---- MATERIAL PROVIDED
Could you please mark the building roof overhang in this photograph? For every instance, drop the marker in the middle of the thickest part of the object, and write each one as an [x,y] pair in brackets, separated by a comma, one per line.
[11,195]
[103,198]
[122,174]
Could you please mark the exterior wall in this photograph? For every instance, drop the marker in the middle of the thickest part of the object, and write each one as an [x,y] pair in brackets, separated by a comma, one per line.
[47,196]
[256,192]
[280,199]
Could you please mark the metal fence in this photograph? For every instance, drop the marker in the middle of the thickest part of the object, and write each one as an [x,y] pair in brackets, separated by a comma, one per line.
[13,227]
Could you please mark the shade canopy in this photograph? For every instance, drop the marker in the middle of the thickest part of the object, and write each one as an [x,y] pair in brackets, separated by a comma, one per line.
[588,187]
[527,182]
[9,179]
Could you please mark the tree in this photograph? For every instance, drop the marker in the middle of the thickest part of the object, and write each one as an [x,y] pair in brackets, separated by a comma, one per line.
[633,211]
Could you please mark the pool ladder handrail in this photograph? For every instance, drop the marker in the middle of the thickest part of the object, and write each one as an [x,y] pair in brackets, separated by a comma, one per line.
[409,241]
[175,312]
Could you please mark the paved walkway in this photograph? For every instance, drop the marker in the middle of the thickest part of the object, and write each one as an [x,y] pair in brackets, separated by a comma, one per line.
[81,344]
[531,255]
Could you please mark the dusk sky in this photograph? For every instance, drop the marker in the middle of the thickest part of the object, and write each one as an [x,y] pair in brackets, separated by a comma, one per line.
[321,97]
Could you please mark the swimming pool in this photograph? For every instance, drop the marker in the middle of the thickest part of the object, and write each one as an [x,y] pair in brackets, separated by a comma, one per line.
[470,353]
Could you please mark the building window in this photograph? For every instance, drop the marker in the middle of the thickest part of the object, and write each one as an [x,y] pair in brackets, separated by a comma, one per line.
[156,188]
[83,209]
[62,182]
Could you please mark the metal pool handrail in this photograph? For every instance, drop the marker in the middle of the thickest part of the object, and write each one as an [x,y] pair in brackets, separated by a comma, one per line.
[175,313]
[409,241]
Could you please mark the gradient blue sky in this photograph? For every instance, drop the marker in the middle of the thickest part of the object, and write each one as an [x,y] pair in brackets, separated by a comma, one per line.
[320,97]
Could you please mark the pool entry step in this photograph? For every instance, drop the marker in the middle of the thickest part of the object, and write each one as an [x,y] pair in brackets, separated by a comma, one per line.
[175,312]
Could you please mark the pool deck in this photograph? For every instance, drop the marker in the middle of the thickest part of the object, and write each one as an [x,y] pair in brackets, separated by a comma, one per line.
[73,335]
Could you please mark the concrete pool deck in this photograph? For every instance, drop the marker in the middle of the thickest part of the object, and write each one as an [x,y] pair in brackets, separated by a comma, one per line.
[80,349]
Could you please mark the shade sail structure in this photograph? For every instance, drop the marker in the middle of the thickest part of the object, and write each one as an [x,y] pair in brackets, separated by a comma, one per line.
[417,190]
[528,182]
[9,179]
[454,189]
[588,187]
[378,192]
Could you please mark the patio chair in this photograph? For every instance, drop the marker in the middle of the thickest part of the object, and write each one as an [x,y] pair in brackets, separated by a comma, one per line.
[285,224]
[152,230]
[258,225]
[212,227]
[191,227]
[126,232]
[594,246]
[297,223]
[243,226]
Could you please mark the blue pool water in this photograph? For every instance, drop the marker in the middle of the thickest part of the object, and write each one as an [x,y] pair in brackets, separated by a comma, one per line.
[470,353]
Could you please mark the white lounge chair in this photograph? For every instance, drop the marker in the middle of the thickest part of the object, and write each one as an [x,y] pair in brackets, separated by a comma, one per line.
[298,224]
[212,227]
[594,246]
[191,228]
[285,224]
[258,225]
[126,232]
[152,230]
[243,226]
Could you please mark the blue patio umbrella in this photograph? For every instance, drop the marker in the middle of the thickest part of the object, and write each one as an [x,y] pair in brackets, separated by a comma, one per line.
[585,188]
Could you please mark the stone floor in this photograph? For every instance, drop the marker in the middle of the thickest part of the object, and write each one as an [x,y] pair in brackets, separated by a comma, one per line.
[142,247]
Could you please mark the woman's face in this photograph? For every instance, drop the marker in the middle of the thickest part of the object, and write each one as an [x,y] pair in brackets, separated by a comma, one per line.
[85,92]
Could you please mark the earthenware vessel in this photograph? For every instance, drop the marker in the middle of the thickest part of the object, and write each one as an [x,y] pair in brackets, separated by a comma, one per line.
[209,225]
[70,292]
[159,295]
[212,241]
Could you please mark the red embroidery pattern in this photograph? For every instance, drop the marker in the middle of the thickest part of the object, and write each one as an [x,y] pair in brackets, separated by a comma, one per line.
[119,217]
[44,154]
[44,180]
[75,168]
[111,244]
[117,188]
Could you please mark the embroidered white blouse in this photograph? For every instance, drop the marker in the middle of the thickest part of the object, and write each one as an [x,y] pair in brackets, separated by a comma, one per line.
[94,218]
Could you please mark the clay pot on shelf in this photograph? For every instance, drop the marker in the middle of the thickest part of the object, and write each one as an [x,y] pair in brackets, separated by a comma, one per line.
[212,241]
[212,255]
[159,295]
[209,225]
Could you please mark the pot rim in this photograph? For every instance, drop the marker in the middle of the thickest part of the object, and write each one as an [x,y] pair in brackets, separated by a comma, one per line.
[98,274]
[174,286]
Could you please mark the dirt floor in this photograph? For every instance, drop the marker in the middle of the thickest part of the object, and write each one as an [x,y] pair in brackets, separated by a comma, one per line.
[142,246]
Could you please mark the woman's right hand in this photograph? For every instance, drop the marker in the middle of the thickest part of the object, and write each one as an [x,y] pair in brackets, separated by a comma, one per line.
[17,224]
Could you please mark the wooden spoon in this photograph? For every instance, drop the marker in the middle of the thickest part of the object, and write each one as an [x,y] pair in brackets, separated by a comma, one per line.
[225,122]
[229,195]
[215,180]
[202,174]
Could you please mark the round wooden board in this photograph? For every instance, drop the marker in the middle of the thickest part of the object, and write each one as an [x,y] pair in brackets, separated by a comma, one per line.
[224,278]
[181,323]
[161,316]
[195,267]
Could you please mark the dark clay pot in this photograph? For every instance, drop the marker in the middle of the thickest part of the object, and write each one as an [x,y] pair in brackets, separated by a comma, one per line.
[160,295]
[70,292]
--------
*GOAL*:
Can you repeat every line of the records above word for word?

*ANSWER TO THE PROBLEM*:
Could you please mark the building roof overhang in this photograph? For every instance, drop the marker in the middle of the thickest part of the object, and write each one as an [x,y] pair in brackets, separated by a comma, one per line.
[11,195]
[103,198]
[122,174]
Could you please mark the exterior wall in this photograph? For every instance, drop the marker in the middle of the thickest part of the object, and write each one as an [x,y] pair in brackets, separated by a comma, one per line.
[47,196]
[256,192]
[280,199]
Could you please mark the metal fence in this photograph? For every instance, drop the marker in the middle of the thickest part of the object, and write each one as an [x,y] pair in brackets, separated by a comma, one per line.
[13,227]
Could you please mark the shade canopy in this photograph? For every instance, drop the marker in the middle of the thickest part of the object, and write each one as an [x,y] pair in brackets, separated by a comma, one per line.
[588,187]
[527,182]
[9,179]
Could you please mark the tree in this photograph? For every instance, drop the marker in the middle of the thickest part of the object, and write each one as an [x,y] pair in brackets, separated by a comma, one per line.
[633,211]
Could you please mark the pool ladder handrail in this photograph? For every instance, drop the marker in the middle of the thickest part of the object, and write each one as an [x,y] pair in brackets, separated by a comma, one per line.
[409,241]
[175,312]
Could you please mark the paved walkway in this photograph? For every instance, drop the marker in the middle of the thickest part of the object, and write each one as an [x,y] pair in brackets, separated by a comma, one per line.
[81,344]
[531,255]
Could you please mark the dusk sky in this photograph? For every instance, drop the marker in the middle of the thickest part of the object, and write each one as an [x,y] pair in brackets, separated by a comma, one per line.
[321,97]
Could you please mark the swimming pool in this photograph? For every instance, drop the marker in the middle of the thickest part of the object, and write each one as an [x,y] pair in brackets, separated by a comma, one per line.
[470,353]
Could you please mark the building window in this photograph? For every instance, drop the marker in the middle of the thickest part of the object, and write each one as an [x,y] pair in brackets, separated by a comma, one per line.
[156,188]
[83,209]
[62,182]
Could you please mark the metal pool handrail in this photograph? For every instance, drop the marker in the middle of the thickest part of the object, and write each one as an [x,y] pair in brackets, separated by a comma, one per line.
[175,313]
[409,241]
Could you please mark the gradient blue sky in this photograph? For every instance, drop the marker in the middle of the thickest part of the object, and write each one as an [x,y] pair in brackets, separated by a comma, one per line.
[320,97]
Could you please mark the pool entry step in this photograph? For every instance, drop the marker in the middle of the thickest part of the object, and write each one as an [x,y] pair in brackets, separated by a comma, one per line.
[175,312]
Could you please mark the pool deck in this photograph? For every instance, drop the marker in the middle of the thickest part of the object, and write each one as an [x,y] pair in brackets, separated by a comma, one per line.
[73,335]
Could you please mark the concrete pool deck in this photograph? For every instance, drop the marker in the middle of the thickest part of the object, and write each one as an [x,y] pair in brackets, separated by a comma, one per line.
[80,349]
Could you please mark the shade sail structure in this photograph? For every instance, drop the marker in the middle of the thickest part of the object, and write each one as an [x,y] pair in brackets, separated by a comma, one per line.
[417,190]
[528,182]
[9,179]
[454,189]
[588,187]
[378,192]
Could you please mark the patio chair in this photograph? For every instance, drop the marker in the middle of the thickest part of the object, and write each one as an [x,y] pair in brackets, separated by a comma, one per line.
[285,224]
[152,230]
[258,225]
[212,227]
[191,227]
[126,232]
[594,246]
[297,223]
[243,226]
Could you please mark the blue pool water in this photograph? For every instance, drop the marker in the middle of the thickest part of the object, and write each one as an [x,y] pair in brackets, separated by a comma, one per line.
[470,353]
Could you please mark the white lounge chair in this photograph? For every instance, drop the marker in the middle of the thickest part of the object, and write each one as an [x,y] pair in brackets, separated by a comma, one per line.
[298,224]
[212,227]
[594,246]
[191,228]
[285,224]
[258,225]
[126,232]
[152,230]
[243,226]
Could you please mark the blue patio umbrella in this photograph? For every instance, drop the marker in the middle of the thickest part of the object, and write each one as an [x,y] pair in brackets, separated by a comma, one per line.
[585,188]
Could you please mark the stone floor in this photograph? For every instance, drop the marker in the middle of the thickest part of the object, and write each one as an [x,y] pair in brackets, separated by a comma, one per line.
[142,247]
Could you please mark the woman's face in this photograph? For every instance, drop the marker in the middle of the thickest part of the object, and write each one as an [x,y] pair in brackets, separated by a comma, one per line.
[85,92]
Could you please mark the earthenware vessel in this photograph? For every instance, drop the marker in the middle of the thickest part of the object, and write each one as an [x,y] pair in brackets, separated by a comma, one per line.
[209,225]
[70,292]
[159,295]
[212,241]
Could you please mark the red embroidery pattern in this photograph? For every instance, drop the marker in the middle of the thickest part of the object, and write each one as an [x,y] pair in brackets, separated by a comma, one per line.
[119,217]
[44,154]
[44,180]
[75,168]
[111,244]
[117,188]
Could you please mark the embroidered white blouse in this photograph? For every instance, drop the marker in the middle of the thickest part of the object, and write each one as an [x,y] pair in brackets, separated by a comma, one per line.
[94,218]
Could you please mark the clay pot on shelf in this photograph? For every instance, drop the marker in the middle of the thickest part of the object, and write each one as an [x,y] pair in brackets, separated by a comma, one per line.
[212,241]
[212,255]
[159,295]
[209,225]
Could you please mark the pot rim in this photograph? For every instance, drop the marker in the middle of the thickest part of the object, and write each one as an [x,y] pair in brackets, separated by a comma, one per line.
[98,274]
[174,286]
Could you please mark the dirt floor in this photograph? For every instance, drop the marker in the middle of the thickest part of the object, and write each one as an [x,y] pair in brackets, separated by a comma, one per line.
[142,246]
Could you please mark the woman's right hand in this photograph? For every instance, drop the marker in the middle of the thickest part of the object, and write each one as an [x,y] pair in brackets, separated by a comma, one per line.
[17,224]
Could you please mark the wooden spoon in this photograph? For every instance, drop the marker in the middle of the thickest part of the object, and write each one as an [x,y] pair in brackets, separated by a comma, one per line.
[225,122]
[229,195]
[215,180]
[202,174]
Could you please mark the round wooden board in this photograph? For every instance, drop the marker in the middle of the thickest part of the object, and write each one as an [x,y] pair in brackets, separated by a comma, one per line.
[224,278]
[181,323]
[161,316]
[195,267]
Could you please mark the dark clay pot in this photograph? For every instance, drop the marker in the middle of the thickest part of the object, and write each one as an [x,y] pair in brackets, separated by a comma, one per line.
[160,295]
[70,292]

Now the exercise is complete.